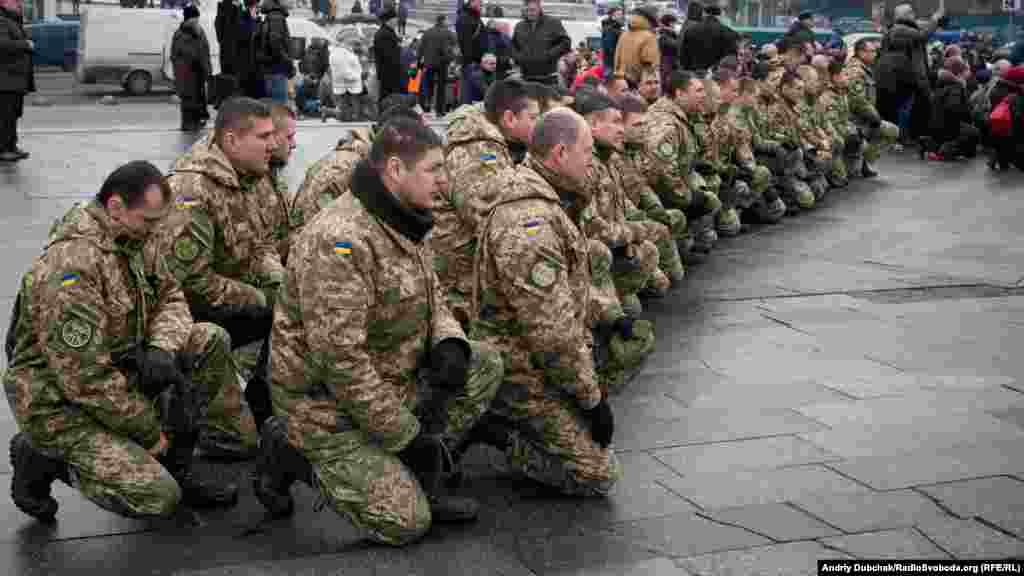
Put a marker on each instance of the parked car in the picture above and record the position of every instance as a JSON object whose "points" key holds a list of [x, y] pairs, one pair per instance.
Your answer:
{"points": [[56, 42]]}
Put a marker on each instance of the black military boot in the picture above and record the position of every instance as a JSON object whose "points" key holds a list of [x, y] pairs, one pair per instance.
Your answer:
{"points": [[196, 493], [281, 465], [34, 472], [429, 459]]}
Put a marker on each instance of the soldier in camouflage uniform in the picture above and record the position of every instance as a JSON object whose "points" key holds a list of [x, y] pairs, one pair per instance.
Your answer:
{"points": [[219, 243], [373, 378], [481, 144], [863, 92], [753, 196], [100, 339], [790, 125], [630, 165], [671, 153], [532, 278]]}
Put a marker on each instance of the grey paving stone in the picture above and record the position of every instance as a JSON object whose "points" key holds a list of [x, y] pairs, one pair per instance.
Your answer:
{"points": [[743, 488], [998, 500], [780, 522], [869, 511], [903, 543], [685, 535], [794, 559], [971, 539], [775, 452]]}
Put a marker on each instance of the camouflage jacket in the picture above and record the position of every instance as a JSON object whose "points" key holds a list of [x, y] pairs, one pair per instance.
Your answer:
{"points": [[328, 177], [670, 149], [476, 152], [605, 217], [219, 238], [92, 295], [532, 282], [359, 312], [860, 84]]}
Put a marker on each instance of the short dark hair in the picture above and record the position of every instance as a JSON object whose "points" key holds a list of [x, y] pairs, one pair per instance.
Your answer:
{"points": [[239, 114], [130, 181], [632, 105], [679, 80], [555, 127], [404, 137], [511, 95]]}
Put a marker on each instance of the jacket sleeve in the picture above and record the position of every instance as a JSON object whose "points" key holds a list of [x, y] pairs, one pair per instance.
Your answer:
{"points": [[335, 289], [77, 331], [531, 269]]}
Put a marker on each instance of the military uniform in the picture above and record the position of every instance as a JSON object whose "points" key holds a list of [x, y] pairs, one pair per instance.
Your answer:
{"points": [[477, 158], [532, 278], [863, 94], [91, 298], [328, 177], [360, 311], [670, 151], [219, 242]]}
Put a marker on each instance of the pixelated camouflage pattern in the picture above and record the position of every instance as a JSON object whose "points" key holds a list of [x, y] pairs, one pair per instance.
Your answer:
{"points": [[328, 177], [532, 283], [360, 310], [478, 160], [218, 238]]}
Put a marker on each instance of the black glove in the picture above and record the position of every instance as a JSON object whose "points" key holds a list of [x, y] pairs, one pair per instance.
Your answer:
{"points": [[449, 364], [158, 371], [602, 423]]}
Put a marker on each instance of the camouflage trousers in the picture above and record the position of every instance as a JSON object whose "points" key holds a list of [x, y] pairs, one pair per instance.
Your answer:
{"points": [[370, 486], [117, 474], [553, 445]]}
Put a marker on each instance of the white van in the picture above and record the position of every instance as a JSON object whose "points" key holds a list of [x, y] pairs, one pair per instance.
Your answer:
{"points": [[124, 46], [345, 69]]}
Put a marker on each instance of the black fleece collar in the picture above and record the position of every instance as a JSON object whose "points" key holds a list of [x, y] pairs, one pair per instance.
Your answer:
{"points": [[368, 187]]}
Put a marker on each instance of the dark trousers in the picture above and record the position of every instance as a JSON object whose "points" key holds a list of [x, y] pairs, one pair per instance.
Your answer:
{"points": [[434, 86], [11, 105]]}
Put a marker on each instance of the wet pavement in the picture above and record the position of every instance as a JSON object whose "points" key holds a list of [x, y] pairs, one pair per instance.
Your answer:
{"points": [[844, 384]]}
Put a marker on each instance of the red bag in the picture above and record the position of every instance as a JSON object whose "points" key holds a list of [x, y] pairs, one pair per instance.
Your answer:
{"points": [[1001, 121]]}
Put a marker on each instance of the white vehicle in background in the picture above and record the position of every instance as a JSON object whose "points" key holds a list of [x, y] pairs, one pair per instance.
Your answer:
{"points": [[346, 73], [125, 46]]}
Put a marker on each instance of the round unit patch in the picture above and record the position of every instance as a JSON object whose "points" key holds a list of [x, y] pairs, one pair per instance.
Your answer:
{"points": [[185, 249], [76, 333], [544, 275]]}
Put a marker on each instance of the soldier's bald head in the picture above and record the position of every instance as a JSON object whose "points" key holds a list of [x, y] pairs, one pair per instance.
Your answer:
{"points": [[558, 126]]}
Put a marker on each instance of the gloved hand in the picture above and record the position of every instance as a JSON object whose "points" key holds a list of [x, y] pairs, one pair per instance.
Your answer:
{"points": [[158, 371], [602, 423], [450, 364]]}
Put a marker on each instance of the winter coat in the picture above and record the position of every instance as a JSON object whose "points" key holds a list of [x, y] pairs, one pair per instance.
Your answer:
{"points": [[903, 60], [705, 44], [273, 40], [190, 54], [15, 55], [611, 31], [471, 36], [537, 46], [637, 48], [387, 56], [436, 46], [949, 108]]}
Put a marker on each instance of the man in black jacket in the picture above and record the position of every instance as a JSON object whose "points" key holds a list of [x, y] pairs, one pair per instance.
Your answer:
{"points": [[435, 55], [706, 44], [387, 54], [15, 77], [538, 43]]}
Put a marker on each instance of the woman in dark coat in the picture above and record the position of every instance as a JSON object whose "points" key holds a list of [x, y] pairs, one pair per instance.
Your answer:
{"points": [[190, 54]]}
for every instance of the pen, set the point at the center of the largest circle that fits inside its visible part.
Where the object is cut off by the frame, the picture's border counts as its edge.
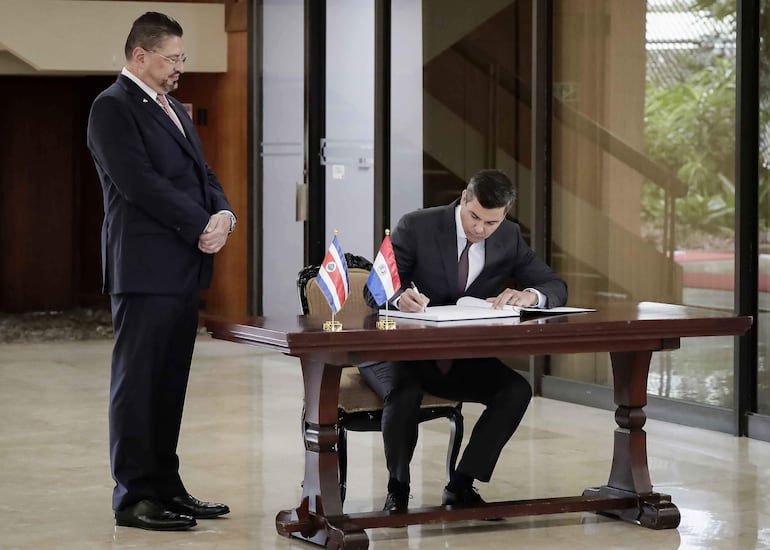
(414, 287)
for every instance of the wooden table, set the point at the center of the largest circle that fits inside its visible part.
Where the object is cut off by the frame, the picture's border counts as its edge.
(630, 333)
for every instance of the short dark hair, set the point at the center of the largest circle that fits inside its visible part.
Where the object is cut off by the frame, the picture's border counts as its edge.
(492, 189)
(149, 30)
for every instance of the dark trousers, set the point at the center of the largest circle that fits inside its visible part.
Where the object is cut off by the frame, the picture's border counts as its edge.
(154, 339)
(504, 392)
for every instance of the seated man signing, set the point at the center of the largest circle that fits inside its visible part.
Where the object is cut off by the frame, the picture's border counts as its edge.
(465, 248)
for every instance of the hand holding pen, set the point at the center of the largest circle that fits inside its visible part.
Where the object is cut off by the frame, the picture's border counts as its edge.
(412, 300)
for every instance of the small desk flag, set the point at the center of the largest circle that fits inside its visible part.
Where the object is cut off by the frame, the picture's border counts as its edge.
(333, 277)
(383, 281)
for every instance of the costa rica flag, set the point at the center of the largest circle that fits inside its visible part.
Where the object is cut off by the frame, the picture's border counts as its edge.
(333, 277)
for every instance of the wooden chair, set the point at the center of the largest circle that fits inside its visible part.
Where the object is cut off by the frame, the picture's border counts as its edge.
(360, 409)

--

## About this task
In the entries above, copy each line that contains the string "coat".

## Response area
Put a marker on each instance of the winter coat in the picture above and record the position of every instance as a JSON object whose "points" key holds a list of [x, y] pairs, one pair per instance.
Put a marker on each instance of the woman in dark coat in the picture above and record the position of every instance as a JSON object whose "points" key holds a list of [x, y] pairs, one pair per instance.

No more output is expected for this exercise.